### What you have to do
Copy out the lines of the records below, starting with the line that contains "Target: white megaphone" and ending with the line that contains "[(934, 121), (206, 197)]", both included.

### Supplied entries
(begin)

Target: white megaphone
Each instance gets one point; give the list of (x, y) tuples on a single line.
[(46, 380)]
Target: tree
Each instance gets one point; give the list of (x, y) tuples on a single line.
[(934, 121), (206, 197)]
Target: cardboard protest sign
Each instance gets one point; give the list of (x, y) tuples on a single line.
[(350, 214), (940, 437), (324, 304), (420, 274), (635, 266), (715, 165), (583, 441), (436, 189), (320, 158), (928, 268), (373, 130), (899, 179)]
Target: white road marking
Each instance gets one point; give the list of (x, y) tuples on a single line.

(end)
(begin)

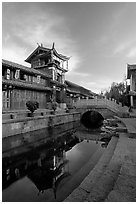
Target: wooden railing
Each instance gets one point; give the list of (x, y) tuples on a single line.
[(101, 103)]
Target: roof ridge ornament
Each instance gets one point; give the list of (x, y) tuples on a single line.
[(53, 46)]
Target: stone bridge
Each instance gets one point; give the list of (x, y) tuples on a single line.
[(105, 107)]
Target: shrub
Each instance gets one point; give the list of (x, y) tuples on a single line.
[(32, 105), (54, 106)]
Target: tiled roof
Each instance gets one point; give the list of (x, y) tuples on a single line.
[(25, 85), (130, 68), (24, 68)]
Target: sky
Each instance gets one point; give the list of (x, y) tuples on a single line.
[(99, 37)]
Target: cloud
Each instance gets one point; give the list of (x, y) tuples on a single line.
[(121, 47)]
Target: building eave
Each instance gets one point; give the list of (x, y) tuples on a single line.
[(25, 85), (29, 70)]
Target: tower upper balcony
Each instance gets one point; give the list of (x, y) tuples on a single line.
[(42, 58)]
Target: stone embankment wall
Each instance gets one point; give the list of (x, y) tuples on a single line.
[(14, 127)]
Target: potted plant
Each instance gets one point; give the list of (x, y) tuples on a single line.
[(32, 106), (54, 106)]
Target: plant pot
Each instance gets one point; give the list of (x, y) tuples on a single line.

(end)
(begin)

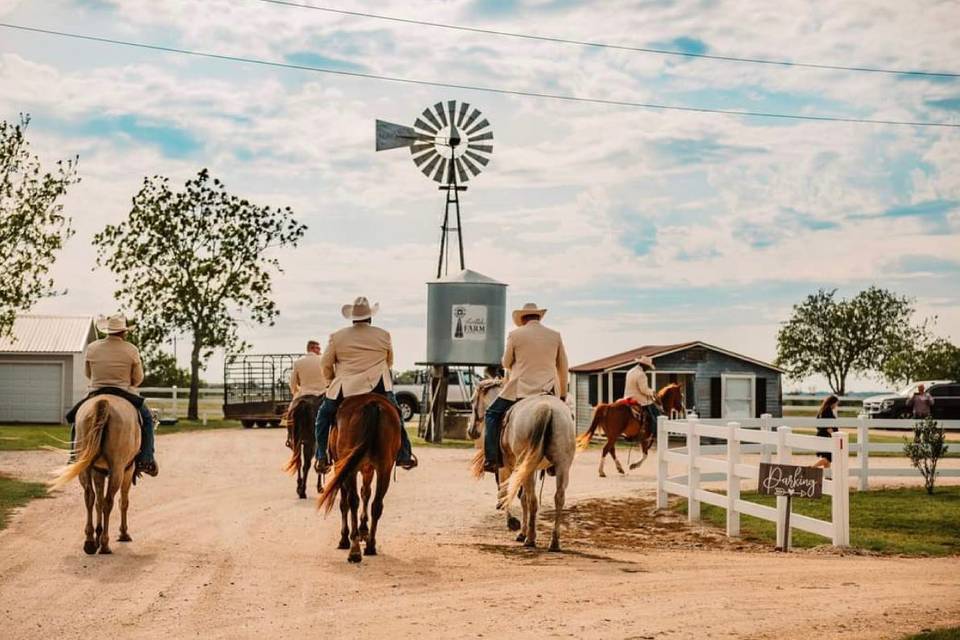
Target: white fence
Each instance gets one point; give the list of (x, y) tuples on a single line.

(end)

### Expected output
Target: white megaphone
Each instance gets one point; give the list of (x, y) tuples on a single line.
[(46, 380)]
Target: tree
Each instance gets one point; give the list of (x, y) tuples on a single line.
[(934, 121), (206, 197)]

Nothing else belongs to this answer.